Extract
* begin *

They looked at 20 popular search terms including “marijuana,” “cannabis,” “bong,” “roll a joint,” “THC,” and “blunts.” For words associated with marijuana that can have more than one meaning, the researchers looked at specific phrases. For instance, instead of “weed” or “pot,” they searched for phrases such as “smoke weed” or “grow pot.”

“We looked at regional trends—differences across states in marijuana search terms, and then we compared those with marijuana abuse and dependence rates, people’s perception of availability of marijuana, and their perceptions of marijuana risks,” said study co-author Melissa Krauss, Senior Statistical Data Analyst in the Department of Psychiatry.

They compared the volume of marijuana-related searches with data on marijuana use and attitudes from the National Survey on Drug Use and Health.

In addition to a link between marijuana-related search volume and current marijuana use, the researchers also found a moderate correlation between Google Trends search volume and people’s belief that occasional marijuana use is not of great risk.

The findings will be presented at the upcoming College on Problems of Drug Dependence annual meeting.

* end *

Extracted entries

* begin *

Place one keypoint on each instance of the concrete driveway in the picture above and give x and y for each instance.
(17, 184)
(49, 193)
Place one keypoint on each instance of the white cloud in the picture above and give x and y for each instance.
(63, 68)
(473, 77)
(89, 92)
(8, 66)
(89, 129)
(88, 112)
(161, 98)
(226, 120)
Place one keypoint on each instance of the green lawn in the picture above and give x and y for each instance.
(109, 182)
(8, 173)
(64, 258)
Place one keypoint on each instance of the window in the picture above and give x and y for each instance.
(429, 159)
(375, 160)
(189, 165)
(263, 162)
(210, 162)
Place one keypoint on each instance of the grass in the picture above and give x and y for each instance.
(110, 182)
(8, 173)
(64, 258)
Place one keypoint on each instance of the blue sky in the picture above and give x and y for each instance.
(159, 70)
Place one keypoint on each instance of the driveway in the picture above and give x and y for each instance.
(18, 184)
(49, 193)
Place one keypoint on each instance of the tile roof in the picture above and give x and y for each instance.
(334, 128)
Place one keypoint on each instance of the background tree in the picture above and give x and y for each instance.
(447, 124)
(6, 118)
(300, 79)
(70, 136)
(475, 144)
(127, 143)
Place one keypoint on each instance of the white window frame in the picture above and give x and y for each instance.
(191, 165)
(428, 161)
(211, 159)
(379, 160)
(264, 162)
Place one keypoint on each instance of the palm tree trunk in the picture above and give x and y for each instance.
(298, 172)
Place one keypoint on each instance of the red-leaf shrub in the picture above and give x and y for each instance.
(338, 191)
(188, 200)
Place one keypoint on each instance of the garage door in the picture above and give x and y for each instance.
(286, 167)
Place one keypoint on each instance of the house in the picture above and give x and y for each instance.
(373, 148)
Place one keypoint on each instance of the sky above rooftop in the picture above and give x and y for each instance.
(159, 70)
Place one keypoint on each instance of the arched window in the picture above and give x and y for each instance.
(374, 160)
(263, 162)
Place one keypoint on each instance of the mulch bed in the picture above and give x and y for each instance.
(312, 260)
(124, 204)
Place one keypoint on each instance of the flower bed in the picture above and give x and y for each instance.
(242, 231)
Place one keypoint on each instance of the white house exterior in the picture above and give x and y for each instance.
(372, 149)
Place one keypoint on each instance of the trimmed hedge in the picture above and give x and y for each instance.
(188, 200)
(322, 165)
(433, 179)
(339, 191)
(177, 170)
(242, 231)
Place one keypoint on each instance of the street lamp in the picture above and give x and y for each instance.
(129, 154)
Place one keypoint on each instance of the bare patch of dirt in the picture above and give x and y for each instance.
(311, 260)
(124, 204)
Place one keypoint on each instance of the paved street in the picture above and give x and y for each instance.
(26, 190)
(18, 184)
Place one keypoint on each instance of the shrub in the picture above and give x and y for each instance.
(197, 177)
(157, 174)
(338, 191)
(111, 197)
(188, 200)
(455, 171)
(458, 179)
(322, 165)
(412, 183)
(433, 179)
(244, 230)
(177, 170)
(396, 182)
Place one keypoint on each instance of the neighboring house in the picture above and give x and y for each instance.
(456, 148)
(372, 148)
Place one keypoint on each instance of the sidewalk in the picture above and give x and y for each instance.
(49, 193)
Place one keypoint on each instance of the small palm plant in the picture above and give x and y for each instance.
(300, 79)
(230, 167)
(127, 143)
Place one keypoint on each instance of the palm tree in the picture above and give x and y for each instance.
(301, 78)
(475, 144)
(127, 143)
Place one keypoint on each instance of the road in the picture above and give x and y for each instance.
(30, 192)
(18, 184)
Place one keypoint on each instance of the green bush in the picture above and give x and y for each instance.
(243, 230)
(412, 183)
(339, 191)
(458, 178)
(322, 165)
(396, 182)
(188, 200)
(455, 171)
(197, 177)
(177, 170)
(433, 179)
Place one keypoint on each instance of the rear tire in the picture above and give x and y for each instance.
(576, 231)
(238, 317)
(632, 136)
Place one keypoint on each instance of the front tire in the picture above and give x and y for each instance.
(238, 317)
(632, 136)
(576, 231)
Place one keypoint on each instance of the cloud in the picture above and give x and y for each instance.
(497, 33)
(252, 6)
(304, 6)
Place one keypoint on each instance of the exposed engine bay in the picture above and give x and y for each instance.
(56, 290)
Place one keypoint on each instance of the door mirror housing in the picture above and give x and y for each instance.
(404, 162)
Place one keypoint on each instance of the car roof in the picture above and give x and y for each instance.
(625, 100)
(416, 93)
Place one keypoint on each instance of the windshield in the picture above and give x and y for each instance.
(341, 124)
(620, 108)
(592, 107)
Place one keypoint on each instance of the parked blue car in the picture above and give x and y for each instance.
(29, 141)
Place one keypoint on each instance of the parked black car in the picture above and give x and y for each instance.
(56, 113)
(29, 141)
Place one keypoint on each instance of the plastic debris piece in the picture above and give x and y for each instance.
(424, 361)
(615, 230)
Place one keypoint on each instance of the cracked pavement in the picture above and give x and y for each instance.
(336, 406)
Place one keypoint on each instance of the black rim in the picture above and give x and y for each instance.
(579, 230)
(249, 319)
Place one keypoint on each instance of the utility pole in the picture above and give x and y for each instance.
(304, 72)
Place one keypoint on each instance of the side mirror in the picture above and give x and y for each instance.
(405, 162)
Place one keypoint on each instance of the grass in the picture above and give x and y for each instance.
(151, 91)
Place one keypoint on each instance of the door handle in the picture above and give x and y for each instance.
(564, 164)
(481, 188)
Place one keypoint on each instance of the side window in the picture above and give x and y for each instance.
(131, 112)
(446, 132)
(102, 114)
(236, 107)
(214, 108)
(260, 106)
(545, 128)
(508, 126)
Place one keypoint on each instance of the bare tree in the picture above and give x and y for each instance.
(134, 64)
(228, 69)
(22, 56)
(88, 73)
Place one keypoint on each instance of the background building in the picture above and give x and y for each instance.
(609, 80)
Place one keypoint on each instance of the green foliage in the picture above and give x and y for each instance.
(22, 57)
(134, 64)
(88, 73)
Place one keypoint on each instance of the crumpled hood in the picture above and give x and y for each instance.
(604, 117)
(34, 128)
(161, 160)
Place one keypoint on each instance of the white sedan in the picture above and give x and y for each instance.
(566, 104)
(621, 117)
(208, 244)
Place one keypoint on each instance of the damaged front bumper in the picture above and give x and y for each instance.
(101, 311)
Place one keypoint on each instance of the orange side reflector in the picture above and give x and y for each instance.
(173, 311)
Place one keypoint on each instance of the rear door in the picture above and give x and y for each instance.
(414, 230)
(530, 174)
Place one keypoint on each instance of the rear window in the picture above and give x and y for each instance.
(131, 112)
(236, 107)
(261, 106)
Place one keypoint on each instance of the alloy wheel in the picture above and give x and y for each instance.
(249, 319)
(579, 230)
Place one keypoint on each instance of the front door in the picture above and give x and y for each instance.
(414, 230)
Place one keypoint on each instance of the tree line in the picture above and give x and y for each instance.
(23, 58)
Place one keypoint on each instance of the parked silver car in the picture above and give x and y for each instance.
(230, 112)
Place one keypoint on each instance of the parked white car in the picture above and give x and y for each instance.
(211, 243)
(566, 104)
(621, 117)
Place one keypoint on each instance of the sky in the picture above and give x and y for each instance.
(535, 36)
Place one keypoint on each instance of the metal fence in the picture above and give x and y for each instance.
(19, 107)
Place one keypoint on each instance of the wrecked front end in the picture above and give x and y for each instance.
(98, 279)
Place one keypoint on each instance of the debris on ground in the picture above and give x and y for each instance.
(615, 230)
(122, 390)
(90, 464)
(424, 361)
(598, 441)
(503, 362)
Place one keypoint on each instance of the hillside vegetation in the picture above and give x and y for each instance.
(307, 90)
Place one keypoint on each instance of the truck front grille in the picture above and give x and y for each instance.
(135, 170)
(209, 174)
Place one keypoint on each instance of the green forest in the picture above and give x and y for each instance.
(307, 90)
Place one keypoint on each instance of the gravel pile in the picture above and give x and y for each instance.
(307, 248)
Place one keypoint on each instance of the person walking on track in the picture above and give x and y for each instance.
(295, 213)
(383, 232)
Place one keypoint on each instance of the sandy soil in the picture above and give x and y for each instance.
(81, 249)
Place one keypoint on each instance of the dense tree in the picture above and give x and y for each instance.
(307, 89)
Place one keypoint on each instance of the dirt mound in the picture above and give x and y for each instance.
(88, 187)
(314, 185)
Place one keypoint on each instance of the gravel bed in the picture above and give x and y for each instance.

* end *

Exercise requirements
• A. Print the section of the passage on marijuana search trends that opens with the words containing "In addition to" and closes with "of great risk.".
• B. In the passage on marijuana search trends, which survey supplied the data on marijuana use and attitudes?
• C. Go on with the passage on marijuana search trends from the point where it stops.
The material has no connection to the passage on marijuana search trends.

Final results
• A.
In addition to a link between marijuana-related search volume and current marijuana use, the researchers also found a moderate correlation between Google Trends search volume and people’s belief that occasional marijuana use is not of great risk.

• B. The National Survey on Drug Use and Health.

• C.
Marijuana searches tended to be more frequent in the West and Northeast than in the Midwest and parts of the South. Although the data was collected before recreational marijuana was legalized in Colorado and Washington state, those states had among the highest rates of marijuana-related searches on Google. Currently, those two states have the most marijuana-related searches, Krauss observed.

Google Trends has been used for other health-related research, most notably tracking influenza. Recently, a study found Google’s flu-tracking service greatly overestimated the number of flu cases in the United States. Krauss says the tool may be more useful for tracking health risk behaviors. “While Google Trends won’t replace other surveillance tools, it can be a quick and easy way for public health officials and researchers to track marijuana-related interest,” she noted. “It also has the potential to be used to track real-time interest in other substances.”